───── Extrait du texte ─────

Bail commercial sur le domaine public

Bail commercial sur le domaine public irrégulièrement déclassé

Publié le : 25/10/2024 25 octobre oct. 10 2024

Le bail commercial est aux yeux de nombreux professionnels du droit, ou des affaires, l’outil unique propre à permettre le développement d’un fonds de commerce.
Sur des propriétés publiques, il ne peut cependant être conclu sans quelques conditions.

En raison, d’une part, du caractère précaire et personnel des titres d'occupation du domaine public et, d’autre part, des droits qui sont garantis au titulaire d'un bail commercial, un tel bail ne saurait en effet être conclu sur le domaine public.  

En outre, jusqu’en 2014, l’exploitation d’un fonds de commerce sur le domaine public était interdite. 

Depuis, la loi du 18 juin 2014 relative à l'artisanat, au commerce et aux très petites entreprises a introduit dans le code général de la propriété des personnes publiques un article L. 2124-32-1, aux termes duquel « Un fonds de commerce peut être exploité sur le domaine public sous réserve de l'existence d'une clientèle propre ». 

Autrement dit, depuis cette date, l’exploitation d’un fonds de commerce sur le domaine public est possible mais la conclusion d’un bail commercial avec les garanties qui y sont attachées est toujours formellement interdite. 

En effet, lorsque l'autorité gestionnaire du domaine public conclut un « bail commercial » pour l'exploitation d'un bien sur le domaine public ou laisse croire à l'exploitant de ce bien qu'il bénéficie des garanties prévues par la législation sur les baux commerciaux, elle commet une faute de nature à engager sa responsabilité. 

L’exploitant déçu peut alors prétendre à être indemnisé de l'ensemble des dépenses qu’il a engagé en pensant être titulaire d'un bail commercial ainsi que des préjudices commerciaux et financiers résultant de la faute.

La Cour administrative d’appel de Marseille a récemment eu à connaître d’une demande d’indemnisation de la part d’une société qui occupait une dépendance du domaine public irrégulièrement déclassée en vertu d’un bail commercial.

───── Extrait des données ─────

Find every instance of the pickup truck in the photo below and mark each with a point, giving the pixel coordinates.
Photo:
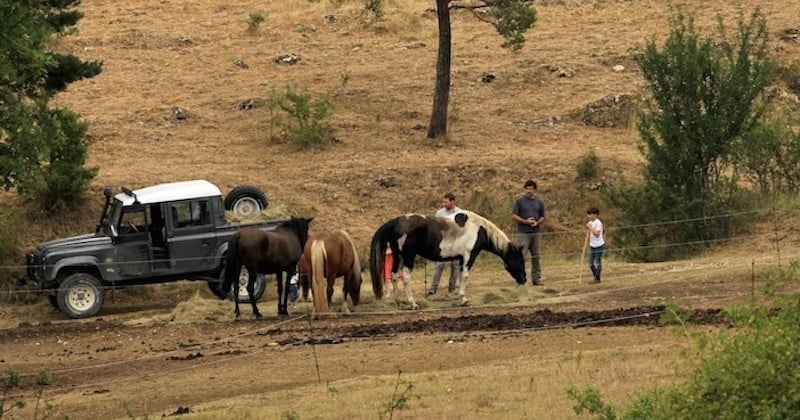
(163, 233)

─────

- _Consigne_: D'après le texte sur le bail commercial sur le domaine public, quelle loi permet d'exploiter un fonds de commerce sur le domaine public ?

- _Réponse_: La loi du 18 juin 2014 relative à l'artisanat, au commerce et aux très petites entreprises.